▶ [Activity] Repeat the entire listing exactly. Omit all pictures.

▶ [The data]
*** Begin section ***

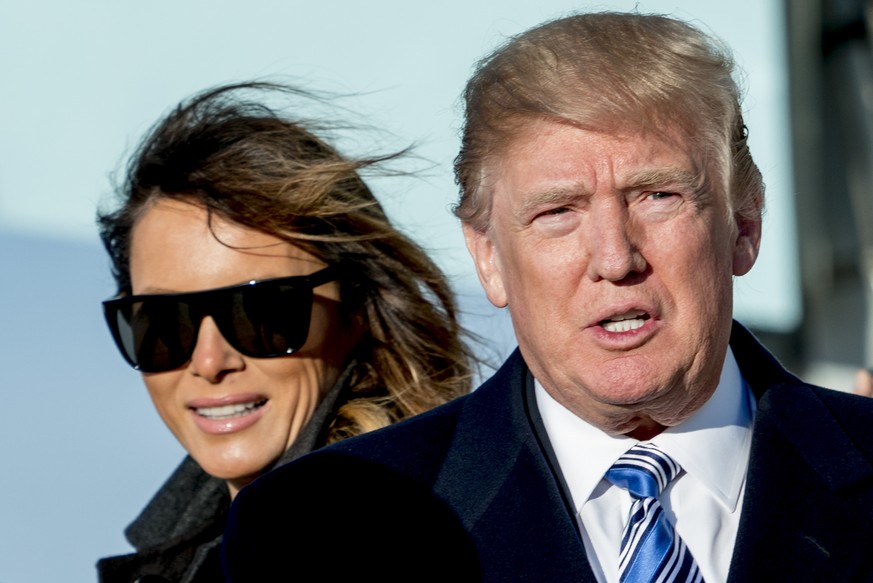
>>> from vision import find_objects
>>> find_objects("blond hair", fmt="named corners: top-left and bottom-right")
top-left (454, 12), bottom-right (763, 231)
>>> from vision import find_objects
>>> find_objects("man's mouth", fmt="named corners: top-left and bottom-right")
top-left (192, 399), bottom-right (268, 420)
top-left (599, 309), bottom-right (650, 333)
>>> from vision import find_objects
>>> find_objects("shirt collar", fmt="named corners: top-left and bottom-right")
top-left (535, 347), bottom-right (754, 514)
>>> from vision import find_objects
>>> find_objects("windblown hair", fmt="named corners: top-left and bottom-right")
top-left (99, 82), bottom-right (474, 443)
top-left (453, 11), bottom-right (764, 231)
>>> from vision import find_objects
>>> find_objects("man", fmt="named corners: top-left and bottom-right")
top-left (223, 12), bottom-right (873, 582)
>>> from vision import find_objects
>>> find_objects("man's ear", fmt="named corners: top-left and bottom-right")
top-left (732, 212), bottom-right (762, 276)
top-left (463, 223), bottom-right (508, 308)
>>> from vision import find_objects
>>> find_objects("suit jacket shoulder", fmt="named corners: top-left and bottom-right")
top-left (728, 323), bottom-right (873, 580)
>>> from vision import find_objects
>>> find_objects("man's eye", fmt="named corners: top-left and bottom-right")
top-left (542, 206), bottom-right (570, 216)
top-left (648, 191), bottom-right (676, 201)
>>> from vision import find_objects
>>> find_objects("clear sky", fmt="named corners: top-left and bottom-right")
top-left (0, 1), bottom-right (793, 581)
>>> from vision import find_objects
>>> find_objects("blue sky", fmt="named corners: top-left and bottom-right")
top-left (0, 1), bottom-right (792, 580)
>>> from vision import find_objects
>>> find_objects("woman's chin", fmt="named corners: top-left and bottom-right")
top-left (192, 445), bottom-right (279, 491)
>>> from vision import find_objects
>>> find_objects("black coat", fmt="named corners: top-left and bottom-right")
top-left (223, 323), bottom-right (873, 581)
top-left (97, 367), bottom-right (351, 583)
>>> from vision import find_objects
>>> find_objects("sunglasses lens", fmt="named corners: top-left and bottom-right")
top-left (104, 267), bottom-right (333, 373)
top-left (108, 299), bottom-right (198, 372)
top-left (218, 283), bottom-right (313, 358)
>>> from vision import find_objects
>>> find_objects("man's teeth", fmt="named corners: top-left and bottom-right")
top-left (602, 319), bottom-right (645, 332)
top-left (601, 310), bottom-right (648, 333)
top-left (194, 400), bottom-right (266, 420)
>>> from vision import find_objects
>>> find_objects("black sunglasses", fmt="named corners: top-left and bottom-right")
top-left (103, 266), bottom-right (338, 373)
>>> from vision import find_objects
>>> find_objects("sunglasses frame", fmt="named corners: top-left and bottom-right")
top-left (102, 266), bottom-right (338, 373)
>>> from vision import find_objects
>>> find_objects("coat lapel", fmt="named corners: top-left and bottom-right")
top-left (728, 323), bottom-right (873, 580)
top-left (434, 351), bottom-right (598, 582)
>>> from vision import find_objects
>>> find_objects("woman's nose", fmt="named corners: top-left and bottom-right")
top-left (187, 316), bottom-right (245, 383)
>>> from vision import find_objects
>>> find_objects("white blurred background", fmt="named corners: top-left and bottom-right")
top-left (1, 1), bottom-right (856, 581)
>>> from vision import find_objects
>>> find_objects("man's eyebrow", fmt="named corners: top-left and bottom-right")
top-left (515, 168), bottom-right (704, 218)
top-left (625, 168), bottom-right (702, 190)
top-left (517, 185), bottom-right (590, 216)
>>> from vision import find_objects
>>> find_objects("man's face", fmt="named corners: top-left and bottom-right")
top-left (465, 119), bottom-right (760, 437)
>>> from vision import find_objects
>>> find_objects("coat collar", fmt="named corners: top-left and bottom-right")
top-left (727, 323), bottom-right (873, 581)
top-left (729, 321), bottom-right (873, 491)
top-left (433, 349), bottom-right (596, 580)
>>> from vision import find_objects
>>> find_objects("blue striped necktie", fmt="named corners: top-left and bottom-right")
top-left (604, 443), bottom-right (703, 583)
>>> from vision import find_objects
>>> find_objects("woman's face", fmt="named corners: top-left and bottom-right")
top-left (129, 199), bottom-right (359, 497)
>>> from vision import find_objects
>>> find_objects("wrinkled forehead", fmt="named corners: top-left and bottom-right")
top-left (481, 115), bottom-right (725, 203)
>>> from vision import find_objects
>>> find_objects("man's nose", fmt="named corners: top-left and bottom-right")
top-left (585, 199), bottom-right (647, 282)
top-left (188, 316), bottom-right (246, 383)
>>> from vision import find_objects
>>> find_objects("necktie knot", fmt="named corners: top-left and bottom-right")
top-left (605, 442), bottom-right (681, 499)
top-left (604, 443), bottom-right (703, 582)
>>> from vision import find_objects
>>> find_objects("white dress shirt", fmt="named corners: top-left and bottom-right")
top-left (535, 348), bottom-right (754, 583)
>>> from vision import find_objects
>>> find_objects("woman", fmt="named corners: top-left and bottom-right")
top-left (96, 83), bottom-right (475, 582)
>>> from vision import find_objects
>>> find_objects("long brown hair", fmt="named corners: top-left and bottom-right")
top-left (99, 82), bottom-right (475, 442)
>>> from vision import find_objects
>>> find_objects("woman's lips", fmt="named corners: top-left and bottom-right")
top-left (188, 395), bottom-right (268, 434)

*** End section ***

▶ [Exercise solution]
>>> from vision import find_objects
>>> find_objects("blond hair", fmt="named corners: top-left and bottom-right")
top-left (454, 12), bottom-right (763, 231)
>>> from vision import find_objects
>>> find_objects("man's mouth", fmt="named corners: top-left and bottom-right")
top-left (192, 399), bottom-right (268, 420)
top-left (599, 309), bottom-right (650, 333)
>>> from vision import find_objects
>>> find_objects("shirt collar", fmt="named corners: top-left and bottom-right")
top-left (535, 347), bottom-right (754, 514)
>>> from vision import find_objects
>>> find_objects("windblown hair", fmt="named corners: top-left and bottom-right")
top-left (99, 82), bottom-right (474, 443)
top-left (453, 11), bottom-right (764, 231)
>>> from vision import find_objects
>>> find_objects("man", fmt="named corners: top-left and bottom-right")
top-left (223, 12), bottom-right (873, 582)
>>> from vision import find_objects
>>> find_objects("man's ear", fmt="named corners: top-left and bottom-right")
top-left (732, 212), bottom-right (762, 276)
top-left (463, 223), bottom-right (508, 308)
>>> from vision import find_objects
>>> find_objects("suit jacket shoulder", fmt="named corners: top-left and bottom-right")
top-left (728, 323), bottom-right (873, 580)
>>> from vision import find_objects
>>> find_objects("man's eye", fmt="named corners: top-left and bottom-right")
top-left (542, 206), bottom-right (570, 216)
top-left (648, 191), bottom-right (676, 201)
>>> from vision import find_objects
>>> find_objects("clear sky", fmt="named corners: top-left and bottom-right")
top-left (0, 1), bottom-right (793, 581)
>>> from vision import find_objects
>>> find_objects("blue sky", fmt="named corners: top-left and bottom-right")
top-left (0, 1), bottom-right (792, 580)
>>> from vision import find_objects
>>> find_objects("woman's chin", fmt="named corners: top-left and bottom-right")
top-left (192, 445), bottom-right (279, 491)
>>> from vision import find_objects
>>> find_objects("black coat", fmt="named corners: top-left and bottom-right")
top-left (223, 323), bottom-right (873, 581)
top-left (97, 367), bottom-right (351, 583)
>>> from vision import find_objects
>>> find_objects("sunglasses lens", fmt="named corners: top-left and bottom-right")
top-left (104, 267), bottom-right (333, 373)
top-left (108, 299), bottom-right (198, 372)
top-left (218, 283), bottom-right (313, 358)
>>> from vision import find_objects
>>> find_objects("man's teeth", fmt="named corners: top-left and bottom-right")
top-left (602, 319), bottom-right (645, 332)
top-left (601, 310), bottom-right (648, 333)
top-left (194, 400), bottom-right (266, 420)
>>> from vision import find_objects
>>> find_objects("black sunglasses", fmt="named corners: top-left and bottom-right")
top-left (103, 266), bottom-right (338, 373)
>>> from vision import find_objects
>>> find_objects("sunglasses frame", fmt="named corners: top-left and bottom-right")
top-left (102, 266), bottom-right (338, 373)
>>> from vision import find_objects
>>> find_objects("coat lapel", fmt="named corners: top-left and bottom-right")
top-left (728, 323), bottom-right (873, 580)
top-left (434, 351), bottom-right (598, 582)
>>> from vision import find_objects
>>> find_objects("woman's nose", fmt="named corners: top-left and bottom-right")
top-left (187, 316), bottom-right (245, 383)
>>> from vision import find_objects
>>> find_objects("white blurred background", fmt="named corners: top-left and bottom-right")
top-left (1, 1), bottom-right (856, 581)
>>> from vision import find_objects
>>> find_objects("man's eyebrow", fmt="named corners: top-left and bottom-right")
top-left (515, 168), bottom-right (704, 218)
top-left (625, 168), bottom-right (702, 190)
top-left (517, 185), bottom-right (590, 216)
>>> from vision import find_objects
>>> find_objects("man's face", fmt="named corners: top-left and bottom-right")
top-left (465, 119), bottom-right (760, 437)
>>> from vision import find_objects
>>> find_objects("coat collar", fmt="named corners: top-left and bottom-right")
top-left (727, 323), bottom-right (873, 581)
top-left (729, 321), bottom-right (873, 491)
top-left (433, 349), bottom-right (596, 580)
>>> from vision import find_objects
>>> find_objects("blue striped necktie", fmt="named corners: top-left and bottom-right")
top-left (604, 443), bottom-right (703, 583)
>>> from vision import find_objects
>>> find_objects("woman's face", fmt="named corners: top-left and bottom-right")
top-left (129, 199), bottom-right (359, 497)
>>> from vision import find_objects
>>> find_objects("wrinkled forehead", fmt="named corners: top-left and bottom-right")
top-left (481, 115), bottom-right (725, 203)
>>> from vision import find_objects
>>> find_objects("man's nose", fmt="named corners: top-left and bottom-right")
top-left (585, 199), bottom-right (647, 282)
top-left (188, 316), bottom-right (246, 383)
>>> from vision import find_objects
>>> find_objects("necktie knot", fmt="named corners: top-left and bottom-right")
top-left (605, 442), bottom-right (681, 499)
top-left (604, 443), bottom-right (703, 582)
>>> from vision import find_objects
>>> find_objects("white dress shirt", fmt="named corners: top-left and bottom-right")
top-left (535, 348), bottom-right (754, 583)
>>> from vision import find_objects
>>> find_objects("woman", fmt="named corners: top-left and bottom-right")
top-left (96, 83), bottom-right (475, 582)
>>> from vision import find_objects
>>> find_objects("long brown hair", fmt="named corners: top-left and bottom-right")
top-left (99, 82), bottom-right (475, 442)
>>> from vision import find_objects
>>> find_objects("woman's lips", fmt="named corners: top-left and bottom-right")
top-left (188, 395), bottom-right (268, 434)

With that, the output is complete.